STATED PROBLEM: Lay out the listing as a Markdown table with columns Row and Line, starting with the line containing "Where can the low" and continuing through the end of the listing, both ends included. Omit blank lines and pictures.

Object location annotation data:
-.-.-
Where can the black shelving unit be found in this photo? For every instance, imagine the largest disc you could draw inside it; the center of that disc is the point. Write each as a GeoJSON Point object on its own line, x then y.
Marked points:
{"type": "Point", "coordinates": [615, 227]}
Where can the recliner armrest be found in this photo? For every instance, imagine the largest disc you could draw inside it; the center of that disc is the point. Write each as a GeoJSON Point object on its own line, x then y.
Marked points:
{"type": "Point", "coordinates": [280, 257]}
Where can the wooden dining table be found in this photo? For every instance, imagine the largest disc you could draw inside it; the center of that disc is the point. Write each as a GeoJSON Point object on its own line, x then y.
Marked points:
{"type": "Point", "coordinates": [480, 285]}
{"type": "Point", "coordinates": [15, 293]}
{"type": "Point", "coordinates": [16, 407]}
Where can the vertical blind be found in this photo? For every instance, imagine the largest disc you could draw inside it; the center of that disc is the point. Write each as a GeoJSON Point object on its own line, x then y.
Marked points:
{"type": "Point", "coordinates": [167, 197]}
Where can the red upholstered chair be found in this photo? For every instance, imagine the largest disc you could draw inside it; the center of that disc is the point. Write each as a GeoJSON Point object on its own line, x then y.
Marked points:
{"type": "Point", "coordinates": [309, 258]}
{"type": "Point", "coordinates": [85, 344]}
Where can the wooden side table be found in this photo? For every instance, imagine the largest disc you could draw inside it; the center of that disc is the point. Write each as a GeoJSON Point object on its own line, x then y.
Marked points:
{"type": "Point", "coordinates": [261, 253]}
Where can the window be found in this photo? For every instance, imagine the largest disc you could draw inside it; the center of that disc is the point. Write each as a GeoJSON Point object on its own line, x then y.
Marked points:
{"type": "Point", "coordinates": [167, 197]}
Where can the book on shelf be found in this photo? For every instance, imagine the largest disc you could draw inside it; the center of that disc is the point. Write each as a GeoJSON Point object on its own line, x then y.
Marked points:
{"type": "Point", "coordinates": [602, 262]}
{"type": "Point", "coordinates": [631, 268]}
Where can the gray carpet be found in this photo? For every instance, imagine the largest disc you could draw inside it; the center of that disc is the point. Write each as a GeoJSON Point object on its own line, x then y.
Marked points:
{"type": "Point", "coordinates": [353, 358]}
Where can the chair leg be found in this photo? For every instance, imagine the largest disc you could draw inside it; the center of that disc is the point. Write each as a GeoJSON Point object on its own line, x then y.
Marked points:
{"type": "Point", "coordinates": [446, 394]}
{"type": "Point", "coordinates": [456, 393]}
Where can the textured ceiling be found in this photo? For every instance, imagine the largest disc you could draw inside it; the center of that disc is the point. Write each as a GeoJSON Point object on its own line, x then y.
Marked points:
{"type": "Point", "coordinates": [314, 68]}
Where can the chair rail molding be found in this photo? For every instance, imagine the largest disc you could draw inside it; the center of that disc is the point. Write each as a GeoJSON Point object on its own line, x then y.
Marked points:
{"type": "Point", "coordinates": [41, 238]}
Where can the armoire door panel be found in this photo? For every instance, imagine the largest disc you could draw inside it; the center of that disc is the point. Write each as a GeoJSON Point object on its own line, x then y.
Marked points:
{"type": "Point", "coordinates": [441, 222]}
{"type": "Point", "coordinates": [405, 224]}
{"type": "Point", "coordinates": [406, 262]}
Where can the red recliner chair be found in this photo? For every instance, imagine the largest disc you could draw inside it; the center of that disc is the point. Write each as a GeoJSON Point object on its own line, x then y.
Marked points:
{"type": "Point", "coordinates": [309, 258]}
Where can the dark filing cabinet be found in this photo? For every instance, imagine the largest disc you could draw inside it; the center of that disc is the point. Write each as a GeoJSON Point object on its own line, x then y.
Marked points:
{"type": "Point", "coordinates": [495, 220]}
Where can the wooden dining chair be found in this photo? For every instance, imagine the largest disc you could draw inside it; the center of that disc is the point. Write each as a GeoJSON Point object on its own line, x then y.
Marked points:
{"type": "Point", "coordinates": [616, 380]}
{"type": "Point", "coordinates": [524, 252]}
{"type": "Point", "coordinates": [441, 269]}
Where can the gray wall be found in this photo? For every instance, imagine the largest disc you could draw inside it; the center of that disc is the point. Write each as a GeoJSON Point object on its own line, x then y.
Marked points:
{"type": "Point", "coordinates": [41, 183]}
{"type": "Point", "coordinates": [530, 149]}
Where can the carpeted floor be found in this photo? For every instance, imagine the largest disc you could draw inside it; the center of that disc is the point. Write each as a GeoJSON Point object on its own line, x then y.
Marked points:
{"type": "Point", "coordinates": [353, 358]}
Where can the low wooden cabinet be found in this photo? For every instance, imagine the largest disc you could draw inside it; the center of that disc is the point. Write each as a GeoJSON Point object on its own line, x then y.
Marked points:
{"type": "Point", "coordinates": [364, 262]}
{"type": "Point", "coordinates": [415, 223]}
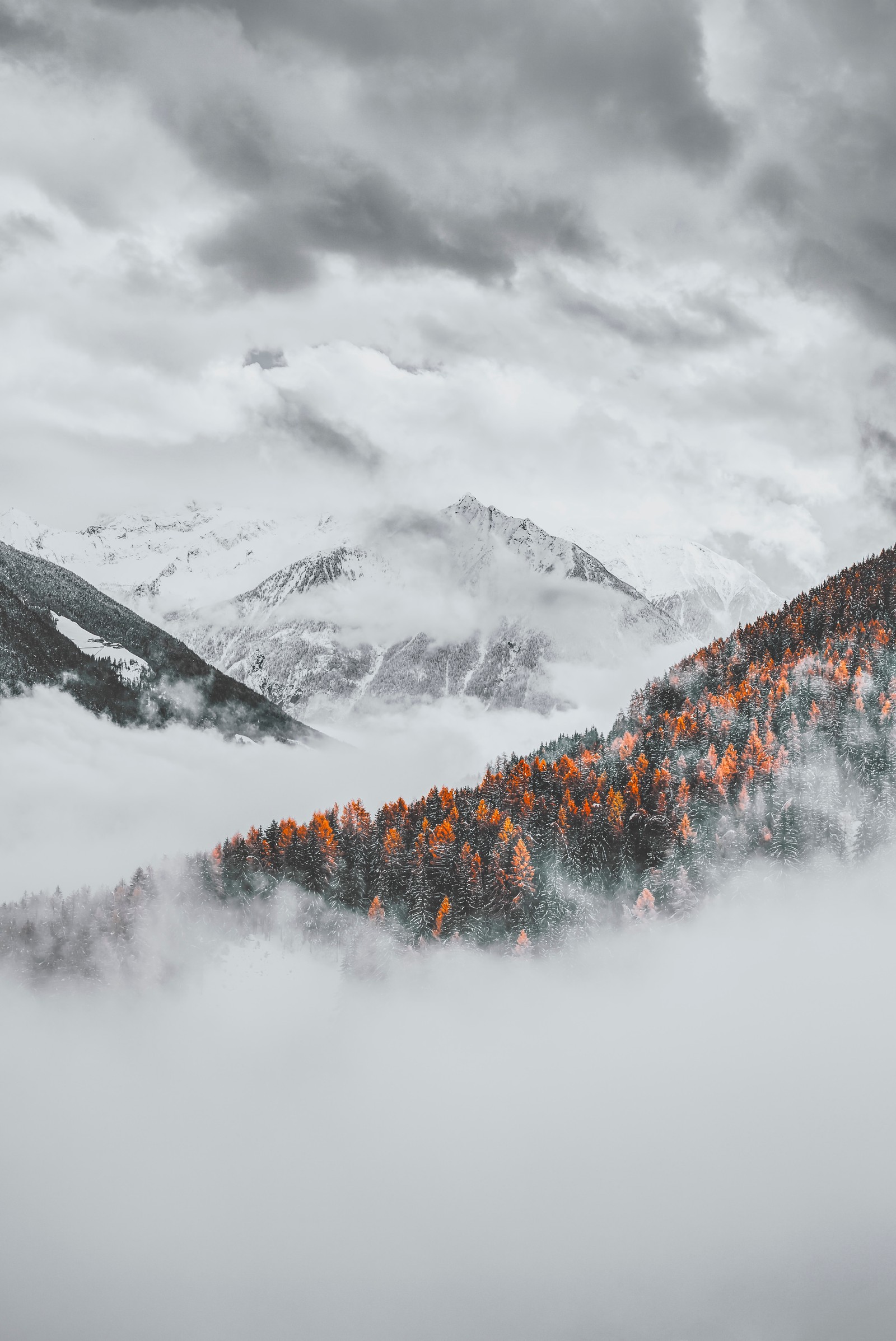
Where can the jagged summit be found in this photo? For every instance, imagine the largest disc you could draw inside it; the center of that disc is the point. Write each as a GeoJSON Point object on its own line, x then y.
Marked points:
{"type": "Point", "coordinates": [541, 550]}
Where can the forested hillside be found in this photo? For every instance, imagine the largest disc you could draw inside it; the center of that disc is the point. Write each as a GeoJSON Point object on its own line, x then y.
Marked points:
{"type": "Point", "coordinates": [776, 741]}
-.-.-
SOLVED EXERCISE:
| Row | Line |
|---|---|
| 1 | Where can the low wooden cabinet be found in this photo? For every instance, imagine the largest disc you could draw inside it; the center of that disc is the point. Write each as a GeoJSON Point object on its own line, x then y. |
| 2 | Marked points: |
| 3 | {"type": "Point", "coordinates": [364, 262]} |
| 4 | {"type": "Point", "coordinates": [415, 223]} |
| 5 | Where can the jagged summit be found in this photo? For every instance, imagine the largest disc you could draw inside it; the center of that disc is the point. Write each as a GeoJSON Point object on its own line, x then y. |
| 6 | Marked points: |
| 7 | {"type": "Point", "coordinates": [541, 550]} |
| 8 | Where can the forested hillside be found in this photo? For every instance, imagine the largest disc you could draw inside it; the center of that disc is the point. Write each as a GeoJSON Point object on its own line, x then y. |
| 9 | Marked points: |
| 10 | {"type": "Point", "coordinates": [776, 741]} |